Problem requirements:
Take from the records below each line that holds "building".

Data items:
-----
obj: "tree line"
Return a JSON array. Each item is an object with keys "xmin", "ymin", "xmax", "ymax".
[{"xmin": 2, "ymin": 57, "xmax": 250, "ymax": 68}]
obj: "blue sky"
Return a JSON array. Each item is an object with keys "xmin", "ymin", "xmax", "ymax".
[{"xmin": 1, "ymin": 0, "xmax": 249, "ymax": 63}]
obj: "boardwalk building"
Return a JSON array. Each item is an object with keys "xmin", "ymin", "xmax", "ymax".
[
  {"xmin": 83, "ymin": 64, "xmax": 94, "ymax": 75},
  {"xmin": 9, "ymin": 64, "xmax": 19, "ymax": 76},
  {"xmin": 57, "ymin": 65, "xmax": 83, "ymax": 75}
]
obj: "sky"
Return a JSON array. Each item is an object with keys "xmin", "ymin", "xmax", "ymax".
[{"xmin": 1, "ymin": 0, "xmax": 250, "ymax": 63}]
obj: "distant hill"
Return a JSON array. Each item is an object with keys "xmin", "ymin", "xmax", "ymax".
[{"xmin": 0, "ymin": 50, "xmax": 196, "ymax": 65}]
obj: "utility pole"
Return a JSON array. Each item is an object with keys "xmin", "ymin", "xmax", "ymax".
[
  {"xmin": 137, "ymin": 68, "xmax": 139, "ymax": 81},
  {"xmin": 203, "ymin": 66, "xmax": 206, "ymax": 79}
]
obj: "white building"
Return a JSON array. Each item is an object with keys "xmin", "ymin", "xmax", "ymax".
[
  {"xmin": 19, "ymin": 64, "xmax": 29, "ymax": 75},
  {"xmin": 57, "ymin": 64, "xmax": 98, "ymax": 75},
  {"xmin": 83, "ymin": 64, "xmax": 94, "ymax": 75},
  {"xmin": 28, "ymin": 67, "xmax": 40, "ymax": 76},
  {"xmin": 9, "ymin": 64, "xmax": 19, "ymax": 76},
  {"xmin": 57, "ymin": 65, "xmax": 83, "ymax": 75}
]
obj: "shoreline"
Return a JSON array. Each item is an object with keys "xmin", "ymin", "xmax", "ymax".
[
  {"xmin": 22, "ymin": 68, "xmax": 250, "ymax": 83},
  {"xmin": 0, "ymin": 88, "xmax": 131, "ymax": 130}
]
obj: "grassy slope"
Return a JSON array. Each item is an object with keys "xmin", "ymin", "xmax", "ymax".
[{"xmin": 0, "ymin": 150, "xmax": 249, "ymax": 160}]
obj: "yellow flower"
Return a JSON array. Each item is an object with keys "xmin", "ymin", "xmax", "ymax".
-----
Solution to the exercise:
obj: "boardwalk building"
obj: "white building"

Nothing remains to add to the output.